Extract:

──────────

Pharmacy discount cards are prolific. You’ll find them in doctor’s offices, pharmacies and all over the internet. They promise deep discounts on common, generic maintenance medications and more. Employees in high-deductible plans and people without insurance may especially find the cards enticing. How should you advise your employees about using them? Should you even consider promoting them or offering your own, branded cards?
Advantages of publicly available cards
- The cards can offer steep discounts. While savings vary greatly – even from day to day – your employees could see discounts as high as 75%.
- When your employees skip using your plan in favor of the cards, their expenses don’t apply to the plan. That means lower claims costs for you.
- The programs can be a helpful tool in the toolbox you offer employees to help manage their costs in a high-deductible plan.
Advantages of employer-provided cards
- You can even offer a discount card directly to your employees. A branded card offers additional value.
- You’re able to deliver a meaningful benefit to part-time or seasonal employees who aren’t eligible for your medical coverage.
- You may offer it as an alternative for certain therapeutic classes or specialty drugs your plan doesn’t cover, such as lifestyle medications, growth hormones or fertility drugs.
- With control over the card, you’re able to track utilization for future planning purposes.
- The card is portable. The employee can continue using it if they leave your company.
- When employees use the cards, their expenditures don’t get applied to their deductible. For those who never get close to the deductible, that’s not a problem. But employees who get near or reach the deductible may regret having used them. This is a tough one to explain! (Note: Some PBMs will work with you to process paper claims for these expenditures and give employees credit for what they would have paid under the plan. You’ll pay a few dollars for processing, but this allows both you and the employee to benefit.)
- You will miss out on any rebates for drugs purchased outside your plan.
- Employees won’t have the benefit of the PBM monitoring all their medications and flagging potential interactions.
- Using the cards successfully requires some effort. The employee needs to check the price under the plan vs. the card, which can be difficult. In addition, the programs’ pricing changes from one day to the next. And, getting the best price may require the employee to move their prescription from one pharmacy to another for each refill. This can generate a lot of calls to HR!
- The benefit of the cards to those on Medicare is less clear. This is another important factor to consider in communicating about the cards.
The pressure of pharmacy costs doesn’t show signs of abating any time soon. Investigating the value of pharmacy discount cards is a small step you can take to relieve that pressure for both you and your employees.

──────────

Tasks for this exercise:
**A)** In the pharmacy discount card article, how high can the discounts from the cards reach?
**B)** Return, word for word, the passage of the pharmacy discount card article starting at "The pressure of" and ending at "and your employees.".

──────────

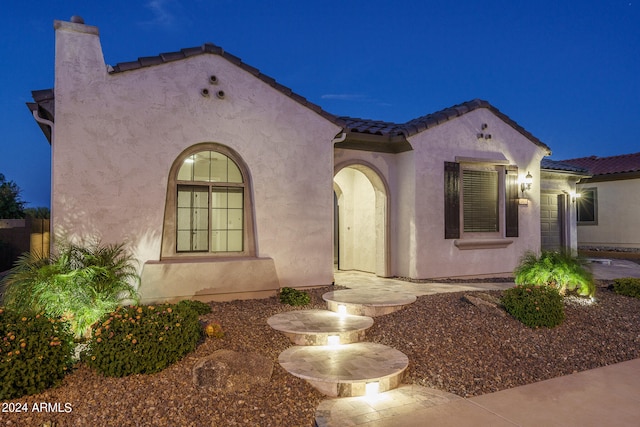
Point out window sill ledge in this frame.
[453,239,513,250]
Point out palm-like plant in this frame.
[2,244,139,337]
[514,251,596,297]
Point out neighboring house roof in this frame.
[563,153,640,176]
[27,39,551,154]
[540,158,591,176]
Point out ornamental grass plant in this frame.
[2,243,139,338]
[514,251,596,298]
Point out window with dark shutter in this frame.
[505,166,520,237]
[444,162,460,239]
[462,169,499,233]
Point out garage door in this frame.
[540,193,564,249]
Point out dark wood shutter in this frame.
[444,162,460,239]
[505,166,520,237]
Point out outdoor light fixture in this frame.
[569,191,582,203]
[520,172,533,194]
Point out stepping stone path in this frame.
[267,289,416,397]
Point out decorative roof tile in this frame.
[540,158,590,175]
[563,153,640,175]
[29,37,551,154]
[340,99,551,154]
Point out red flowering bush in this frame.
[501,285,564,328]
[83,304,201,377]
[0,307,73,400]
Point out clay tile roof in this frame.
[563,153,640,175]
[540,158,590,175]
[340,117,403,136]
[109,43,344,126]
[340,99,551,154]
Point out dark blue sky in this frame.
[0,0,640,206]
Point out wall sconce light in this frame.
[520,172,533,195]
[569,191,582,203]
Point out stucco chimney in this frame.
[53,16,107,93]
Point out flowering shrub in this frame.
[83,304,202,377]
[501,285,564,328]
[0,307,73,400]
[613,277,640,298]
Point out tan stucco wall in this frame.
[52,22,339,300]
[540,170,581,254]
[408,108,546,278]
[578,179,640,248]
[334,109,547,279]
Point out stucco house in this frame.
[563,153,640,250]
[28,19,580,301]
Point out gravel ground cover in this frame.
[0,283,640,427]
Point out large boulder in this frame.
[193,350,273,391]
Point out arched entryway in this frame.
[333,163,390,277]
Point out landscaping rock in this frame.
[462,292,507,317]
[193,350,273,391]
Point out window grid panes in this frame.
[176,151,244,252]
[462,169,499,233]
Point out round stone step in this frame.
[322,289,416,317]
[267,310,373,345]
[316,384,462,427]
[278,342,409,397]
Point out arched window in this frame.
[162,144,255,257]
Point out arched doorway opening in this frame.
[333,163,390,277]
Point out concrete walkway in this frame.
[328,260,640,427]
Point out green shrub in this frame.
[176,299,211,316]
[0,308,73,400]
[3,244,139,337]
[613,277,640,298]
[83,304,202,377]
[280,288,311,305]
[514,251,596,297]
[501,285,564,328]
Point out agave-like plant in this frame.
[514,251,596,297]
[2,243,140,338]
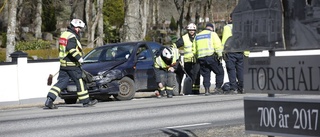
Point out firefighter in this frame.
[154,47,179,98]
[175,23,200,94]
[193,23,224,96]
[45,19,98,109]
[222,14,250,94]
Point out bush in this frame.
[15,40,51,51]
[0,48,92,62]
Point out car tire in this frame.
[64,98,78,104]
[113,77,136,101]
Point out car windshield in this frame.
[84,45,134,62]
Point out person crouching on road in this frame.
[154,47,179,98]
[192,23,224,96]
[175,23,200,94]
[45,19,98,109]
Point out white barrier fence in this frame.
[0,57,59,106]
[0,57,232,107]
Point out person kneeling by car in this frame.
[154,47,179,98]
[44,19,98,109]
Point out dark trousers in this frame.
[225,52,244,90]
[184,62,200,94]
[158,70,176,94]
[198,56,224,88]
[47,67,89,103]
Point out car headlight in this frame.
[98,69,122,85]
[92,75,103,81]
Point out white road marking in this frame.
[166,123,211,129]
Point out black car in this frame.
[60,41,179,104]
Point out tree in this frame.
[174,0,186,37]
[169,16,178,30]
[96,0,104,46]
[85,0,103,48]
[103,0,124,43]
[34,0,42,38]
[6,0,18,62]
[122,0,149,41]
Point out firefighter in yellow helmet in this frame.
[192,23,224,95]
[175,23,200,94]
[154,47,180,98]
[45,19,98,109]
[222,14,250,94]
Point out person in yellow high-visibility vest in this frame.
[192,23,224,95]
[45,19,98,109]
[154,47,180,98]
[175,23,200,94]
[222,14,250,94]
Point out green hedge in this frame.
[0,48,92,62]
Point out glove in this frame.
[218,56,222,63]
[78,58,83,63]
[243,51,250,57]
[222,52,228,61]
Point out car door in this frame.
[134,44,158,90]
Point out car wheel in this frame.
[64,98,78,104]
[173,81,180,96]
[114,77,136,100]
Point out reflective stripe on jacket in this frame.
[193,30,223,58]
[221,24,233,46]
[182,34,193,62]
[154,48,179,70]
[59,31,83,67]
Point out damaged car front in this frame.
[60,45,133,104]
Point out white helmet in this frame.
[187,23,197,30]
[70,19,86,28]
[162,47,172,59]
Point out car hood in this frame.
[82,60,126,76]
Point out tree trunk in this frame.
[34,0,42,39]
[6,0,18,62]
[174,0,186,37]
[85,0,93,48]
[122,0,149,42]
[96,0,104,46]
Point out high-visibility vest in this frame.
[182,34,193,62]
[221,24,233,46]
[59,31,83,67]
[193,30,223,58]
[154,48,179,70]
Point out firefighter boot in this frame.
[167,90,173,98]
[204,87,210,96]
[44,97,58,109]
[83,99,98,107]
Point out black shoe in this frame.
[213,88,223,95]
[44,97,58,109]
[192,90,200,95]
[238,88,245,94]
[204,88,210,96]
[224,89,238,95]
[83,99,98,107]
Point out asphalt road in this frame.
[0,94,314,137]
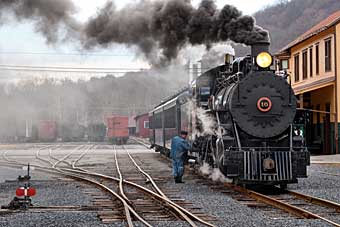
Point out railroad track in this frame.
[3,147,218,227]
[129,139,340,227]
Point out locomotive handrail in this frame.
[296,108,336,115]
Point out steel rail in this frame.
[122,145,168,198]
[3,145,216,227]
[224,183,340,227]
[72,147,197,227]
[36,145,152,227]
[52,145,85,168]
[71,144,96,169]
[122,146,197,227]
[113,145,131,204]
[285,190,340,213]
[62,168,216,227]
[131,137,150,149]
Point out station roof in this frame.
[278,10,340,55]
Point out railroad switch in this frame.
[1,164,36,210]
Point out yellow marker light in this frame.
[256,52,273,68]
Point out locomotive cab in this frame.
[193,42,309,185]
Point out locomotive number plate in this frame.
[257,97,272,112]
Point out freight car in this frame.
[87,123,106,142]
[106,116,129,144]
[149,42,310,187]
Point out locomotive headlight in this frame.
[256,52,273,68]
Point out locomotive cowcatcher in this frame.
[149,42,310,187]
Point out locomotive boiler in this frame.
[150,42,310,187]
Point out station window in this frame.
[315,43,319,75]
[302,50,307,79]
[294,54,300,82]
[316,104,321,136]
[325,39,332,72]
[144,121,149,128]
[280,59,288,70]
[309,47,313,77]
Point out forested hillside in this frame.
[254,0,340,53]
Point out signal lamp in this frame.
[256,52,273,68]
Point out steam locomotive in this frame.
[149,42,310,188]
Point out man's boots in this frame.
[174,177,178,183]
[176,176,184,183]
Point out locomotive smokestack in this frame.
[251,41,270,57]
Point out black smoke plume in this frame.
[0,0,81,43]
[83,0,269,64]
[0,0,268,65]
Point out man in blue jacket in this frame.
[170,131,190,183]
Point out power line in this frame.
[0,65,149,74]
[0,65,148,71]
[0,51,135,57]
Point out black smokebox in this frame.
[251,41,270,57]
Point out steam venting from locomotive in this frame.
[0,0,268,65]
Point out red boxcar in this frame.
[106,116,129,143]
[38,121,57,142]
[135,113,150,138]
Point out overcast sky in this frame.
[0,0,276,80]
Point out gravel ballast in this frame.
[0,145,340,227]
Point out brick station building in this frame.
[276,11,340,154]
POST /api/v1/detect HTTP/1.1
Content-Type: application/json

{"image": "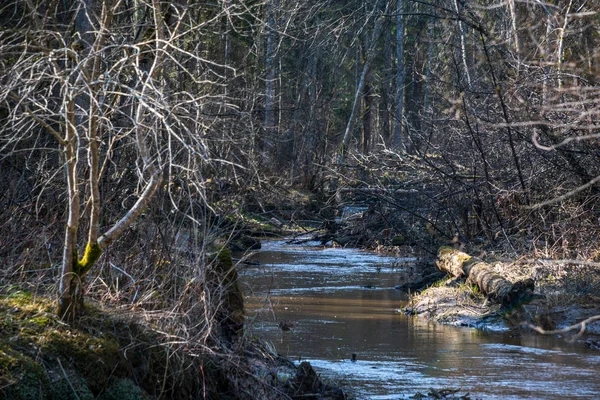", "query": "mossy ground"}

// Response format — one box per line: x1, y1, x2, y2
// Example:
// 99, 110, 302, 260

0, 288, 222, 400
0, 287, 345, 400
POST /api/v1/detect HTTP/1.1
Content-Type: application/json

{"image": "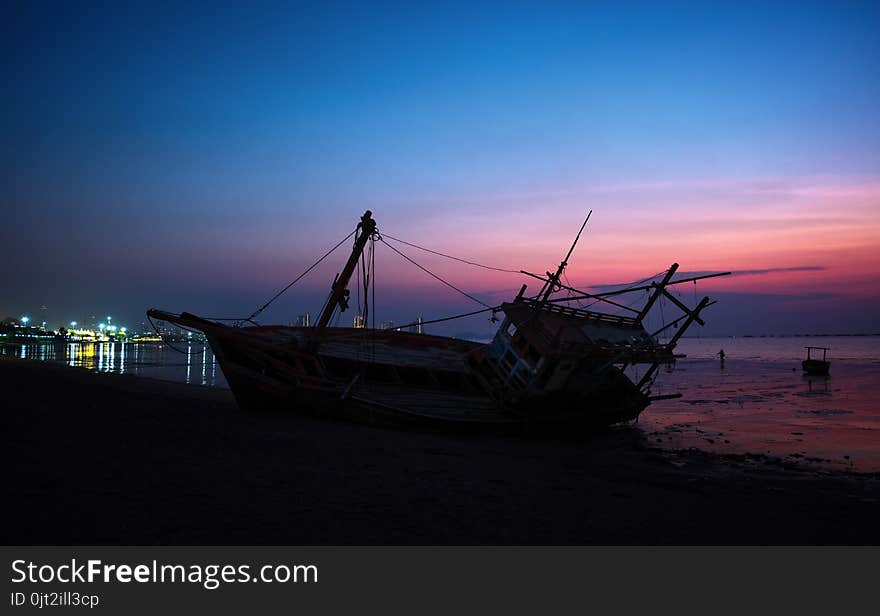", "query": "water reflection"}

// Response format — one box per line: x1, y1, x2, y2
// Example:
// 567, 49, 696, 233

0, 342, 227, 387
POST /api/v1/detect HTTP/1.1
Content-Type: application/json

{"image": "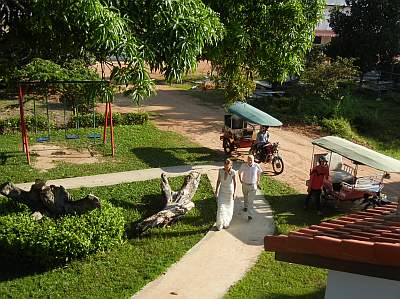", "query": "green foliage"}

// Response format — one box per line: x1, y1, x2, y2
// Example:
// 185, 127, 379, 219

329, 0, 400, 73
0, 176, 216, 298
0, 115, 55, 134
0, 122, 223, 184
321, 118, 357, 140
224, 177, 346, 299
0, 200, 125, 264
123, 0, 223, 82
301, 53, 358, 101
205, 0, 325, 100
0, 0, 223, 103
222, 73, 255, 103
0, 112, 149, 134
68, 112, 149, 128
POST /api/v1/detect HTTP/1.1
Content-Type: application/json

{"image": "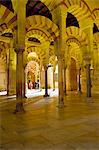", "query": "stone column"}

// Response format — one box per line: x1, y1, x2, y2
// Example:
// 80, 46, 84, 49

15, 0, 26, 113
53, 68, 55, 91
58, 56, 64, 107
86, 64, 91, 97
64, 67, 66, 95
7, 41, 16, 95
78, 68, 81, 93
44, 66, 49, 97
15, 49, 24, 112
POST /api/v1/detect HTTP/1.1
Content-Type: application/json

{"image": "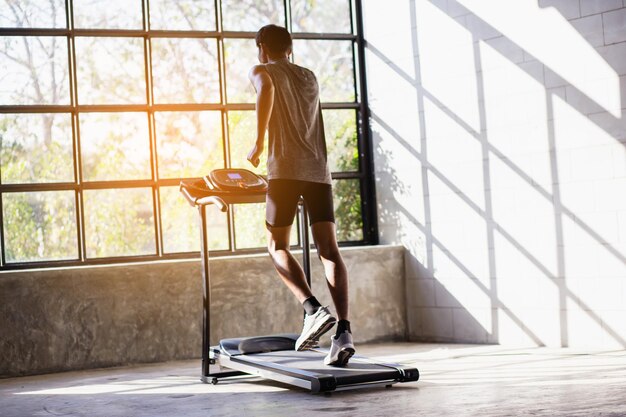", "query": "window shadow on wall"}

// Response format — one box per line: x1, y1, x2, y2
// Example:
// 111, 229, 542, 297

367, 0, 626, 347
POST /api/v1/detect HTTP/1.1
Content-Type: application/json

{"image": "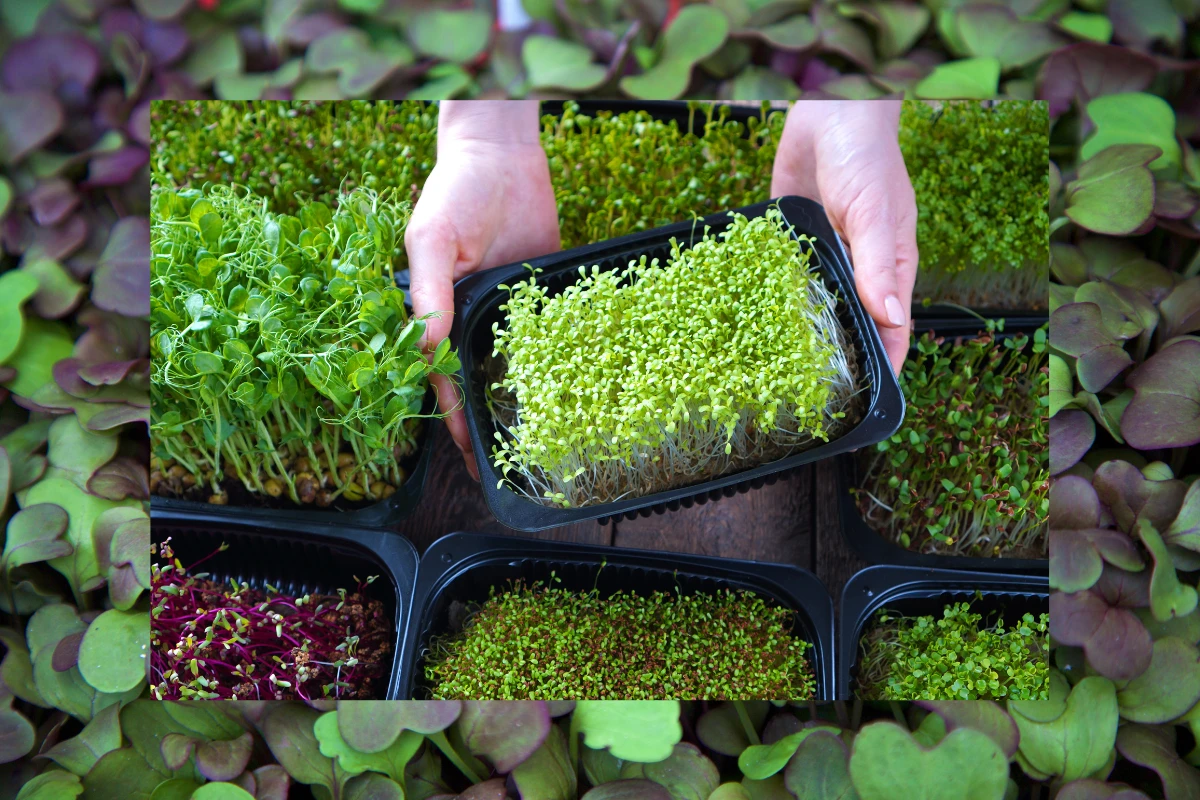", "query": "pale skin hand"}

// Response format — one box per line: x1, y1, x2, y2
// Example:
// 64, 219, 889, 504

404, 101, 560, 481
770, 101, 917, 374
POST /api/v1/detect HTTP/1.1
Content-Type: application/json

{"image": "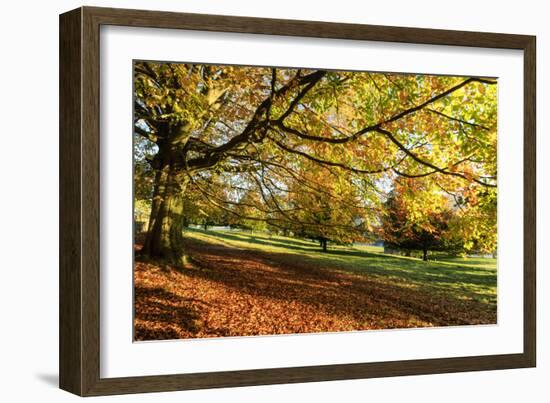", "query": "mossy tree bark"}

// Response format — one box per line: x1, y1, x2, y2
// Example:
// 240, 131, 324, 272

142, 158, 187, 267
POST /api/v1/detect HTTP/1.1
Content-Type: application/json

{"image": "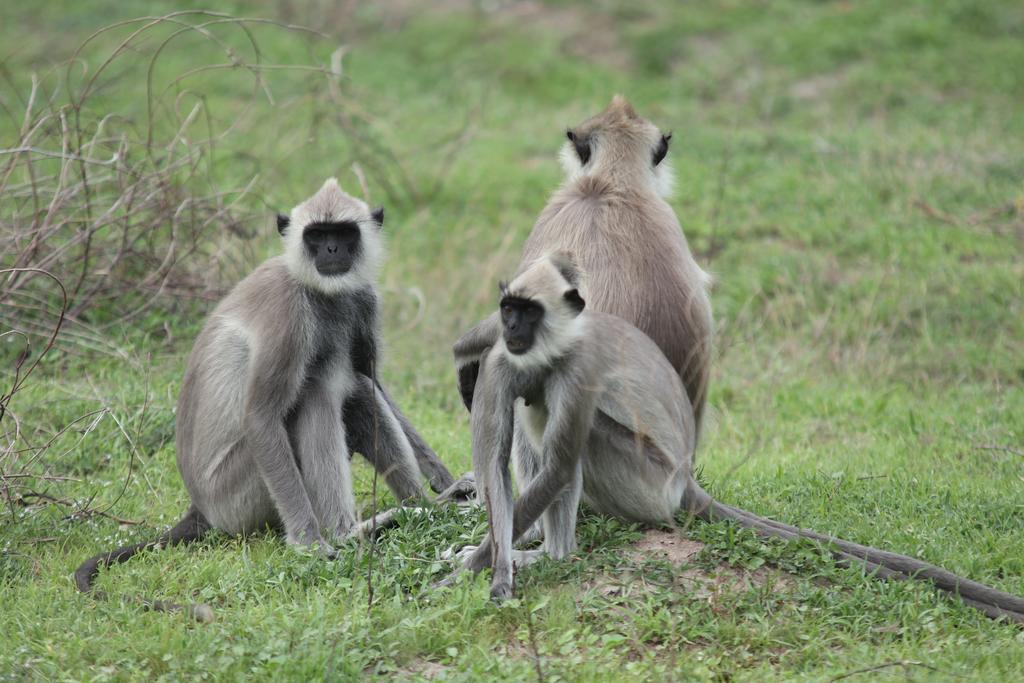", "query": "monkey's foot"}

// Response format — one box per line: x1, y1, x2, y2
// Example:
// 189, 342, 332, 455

512, 549, 547, 571
342, 506, 427, 541
441, 546, 479, 564
288, 539, 338, 560
435, 472, 479, 506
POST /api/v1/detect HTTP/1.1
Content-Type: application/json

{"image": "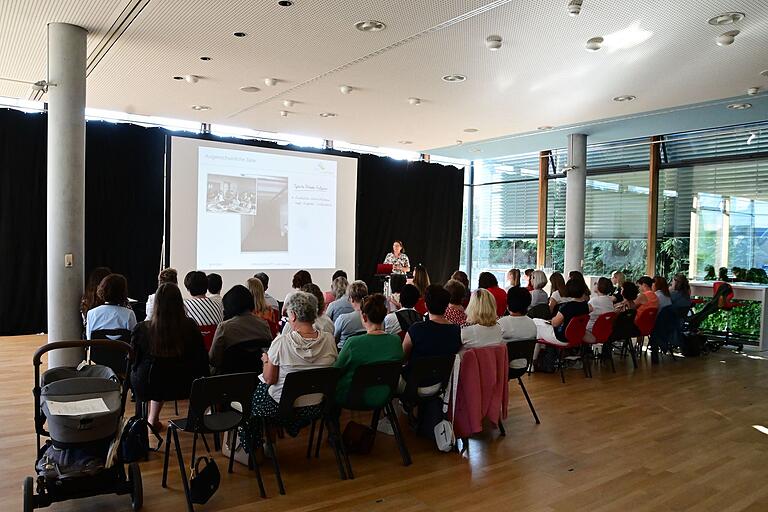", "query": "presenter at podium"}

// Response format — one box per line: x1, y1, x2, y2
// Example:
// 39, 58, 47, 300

384, 240, 411, 274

──────────

Task-by-task outputs:
**A)** As high as 75%.

**B)**
The pressure of pharmacy costs doesn’t show signs of abating any time soon. Investigating the value of pharmacy discount cards is a small step you can take to relieve that pressure for both you and your employees.